= TEXT TO READ =
"""
Quadruped Robots | Research Lab

Autonomous Self-Driving Lab for Robot-Assisted Scientific Experimentation

Mon, 01 Jun 2026 00:00:00 +0000

Project Mission

This project develops autonomous self-driving laboratory systems that integrate robotics, AI, sensing, and scientific instrumentation for end-to-end experimental execution.
We focus on building robotic workflows that can handle samples, transport materials across laboratory spaces, operate analytical instruments, monitor experimental conditions, and generate feedback for the next experimental cycle.

The long-term goal is to move beyond isolated laboratory automation toward a physically embodied discovery platform, where robotic agents can connect experimental planning, sample handling, measurement, analysis, and decision-making in a unified closed-loop system.
"""
= ENTRIES SHOWN =
"""
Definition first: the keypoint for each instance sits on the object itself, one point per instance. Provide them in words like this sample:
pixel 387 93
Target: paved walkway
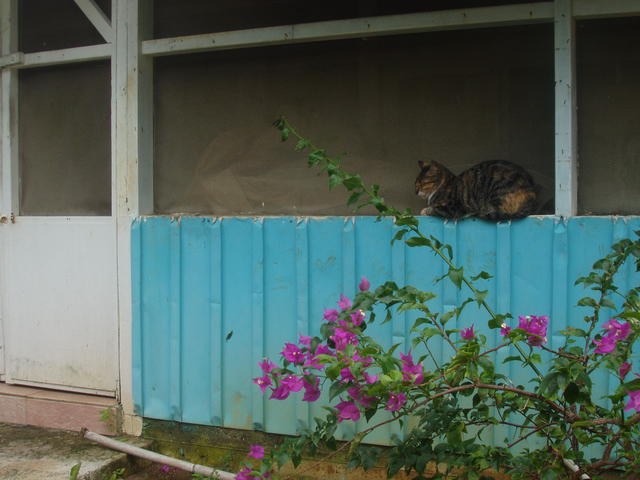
pixel 32 453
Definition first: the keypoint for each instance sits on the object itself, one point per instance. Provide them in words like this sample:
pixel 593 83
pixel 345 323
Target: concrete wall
pixel 456 97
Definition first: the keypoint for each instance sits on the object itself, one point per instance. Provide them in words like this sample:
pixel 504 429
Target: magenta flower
pixel 624 369
pixel 467 333
pixel 634 401
pixel 348 411
pixel 257 452
pixel 346 375
pixel 344 303
pixel 536 327
pixel 396 401
pixel 244 474
pixel 342 338
pixel 262 382
pixel 370 379
pixel 292 382
pixel 311 390
pixel 292 353
pixel 606 345
pixel 331 315
pixel 266 366
pixel 617 330
pixel 357 318
pixel 410 371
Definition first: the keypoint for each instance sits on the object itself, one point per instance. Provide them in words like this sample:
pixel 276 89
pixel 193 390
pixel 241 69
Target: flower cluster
pixel 534 326
pixel 617 332
pixel 310 357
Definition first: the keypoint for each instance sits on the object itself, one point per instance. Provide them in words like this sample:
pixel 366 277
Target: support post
pixel 9 173
pixel 132 147
pixel 566 144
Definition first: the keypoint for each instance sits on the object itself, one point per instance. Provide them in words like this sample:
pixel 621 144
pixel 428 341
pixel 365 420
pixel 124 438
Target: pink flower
pixel 266 366
pixel 342 338
pixel 467 333
pixel 624 369
pixel 396 401
pixel 331 315
pixel 617 330
pixel 348 411
pixel 606 345
pixel 292 382
pixel 257 452
pixel 357 318
pixel 311 391
pixel 346 375
pixel 536 327
pixel 634 401
pixel 292 353
pixel 344 303
pixel 262 382
pixel 370 379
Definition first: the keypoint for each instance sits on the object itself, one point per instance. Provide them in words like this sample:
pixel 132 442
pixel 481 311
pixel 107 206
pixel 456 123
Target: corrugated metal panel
pixel 212 297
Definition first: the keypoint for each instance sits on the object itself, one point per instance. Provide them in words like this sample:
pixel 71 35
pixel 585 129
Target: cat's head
pixel 432 177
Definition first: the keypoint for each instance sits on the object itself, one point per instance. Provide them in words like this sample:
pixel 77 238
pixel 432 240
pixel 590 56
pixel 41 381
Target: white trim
pixel 566 143
pixel 67 55
pixel 584 9
pixel 9 181
pixel 132 156
pixel 97 17
pixel 355 28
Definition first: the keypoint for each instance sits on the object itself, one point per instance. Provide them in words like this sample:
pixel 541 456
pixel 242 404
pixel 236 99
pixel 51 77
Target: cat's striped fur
pixel 492 190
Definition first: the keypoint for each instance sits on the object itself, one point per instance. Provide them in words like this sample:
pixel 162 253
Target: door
pixel 59 283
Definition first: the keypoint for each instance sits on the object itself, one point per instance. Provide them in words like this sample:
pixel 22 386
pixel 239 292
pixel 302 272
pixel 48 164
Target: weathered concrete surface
pixel 32 453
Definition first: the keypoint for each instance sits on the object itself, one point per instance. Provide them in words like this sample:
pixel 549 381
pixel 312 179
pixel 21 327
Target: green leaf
pixel 482 275
pixel 418 242
pixel 456 275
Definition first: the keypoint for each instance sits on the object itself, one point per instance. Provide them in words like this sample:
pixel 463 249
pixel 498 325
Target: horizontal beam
pixel 12 59
pixel 67 55
pixel 586 9
pixel 355 28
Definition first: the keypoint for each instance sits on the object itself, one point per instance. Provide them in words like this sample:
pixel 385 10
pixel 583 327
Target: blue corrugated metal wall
pixel 264 281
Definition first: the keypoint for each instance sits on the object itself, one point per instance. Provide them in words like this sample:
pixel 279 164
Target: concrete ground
pixel 33 453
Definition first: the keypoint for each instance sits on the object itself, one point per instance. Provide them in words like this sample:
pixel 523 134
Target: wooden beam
pixel 355 28
pixel 585 9
pixel 67 55
pixel 566 145
pixel 97 17
pixel 132 169
pixel 9 165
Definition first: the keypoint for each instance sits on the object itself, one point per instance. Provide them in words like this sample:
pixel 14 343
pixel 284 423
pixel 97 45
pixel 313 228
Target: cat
pixel 493 190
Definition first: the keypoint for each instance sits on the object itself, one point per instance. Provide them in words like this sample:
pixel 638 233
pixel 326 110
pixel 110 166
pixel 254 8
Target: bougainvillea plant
pixel 452 404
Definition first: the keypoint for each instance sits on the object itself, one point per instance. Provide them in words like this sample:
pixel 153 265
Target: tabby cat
pixel 492 190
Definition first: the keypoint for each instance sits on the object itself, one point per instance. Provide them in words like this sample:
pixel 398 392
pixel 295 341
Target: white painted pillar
pixel 9 166
pixel 566 143
pixel 132 151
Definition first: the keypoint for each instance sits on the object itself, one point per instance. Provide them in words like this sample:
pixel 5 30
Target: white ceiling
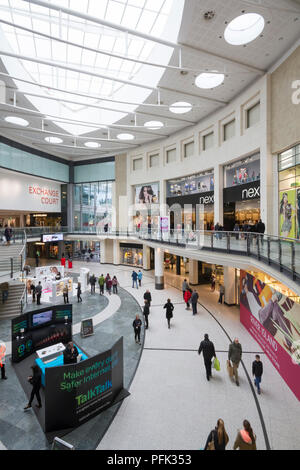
"""
= TO BE DONE =
[a] Render this sentence from the self-driving lab text in French: "This project develops autonomous self-driving laboratory systems that integrate robotics, AI, sensing, and scientific instrumentation for end-to-end experimental execution."
[b] Pick up the self-driving lab text after its final sentence and extend it.

= WRITTEN ANSWERS =
[a] Ce projet développe des systèmes de laboratoire autonomes et auto-pilotés qui intègrent la robotique, l'IA, les capteurs et l'instrumentation scientifique afin d'exécuter des expériences de bout en bout.

[b]
Scientific Motivation

Modern scientific experiments often depend on repetitive manual operations, fragile sample handling, instrument-specific procedures, and delayed analysis. These constraints limit throughput, reduce reproducibility, and make it difficult to run experiments continuously across long time horizons.

Self-driving laboratories provide a new framework for scientific discovery by combining AI-driven planning with robotic execution and automated characterization. In this project, we extend that idea from benchtop automation to a broader robotic laboratory architecture that includes dexterous manipulation, mobile sample logistics, real-time monitoring, and future integration with surgical and in vivo experimental systems.

Research Approach

Dexterous Manipulation and Touch Sensing

Touch-Aware Grasping: Developing robotic manipulation policies that use tactile feedback to handle fragile samples, containers, tools, and experimental materials.
Vision-Tactile Fusion: Combining camera-based perception with contact sensing to improve grasp stability, object recognition, and manipulation under uncertain laboratory conditions.
Low-Light Robotic Operation: Designing touch-centered control strategies for dark-lab or lights-out environments where visual sensing alone is insufficient.
Slip and Force Monitoring: Using tactile signals to detect unstable grasps, excessive force, surface contact changes, and potential sample damage.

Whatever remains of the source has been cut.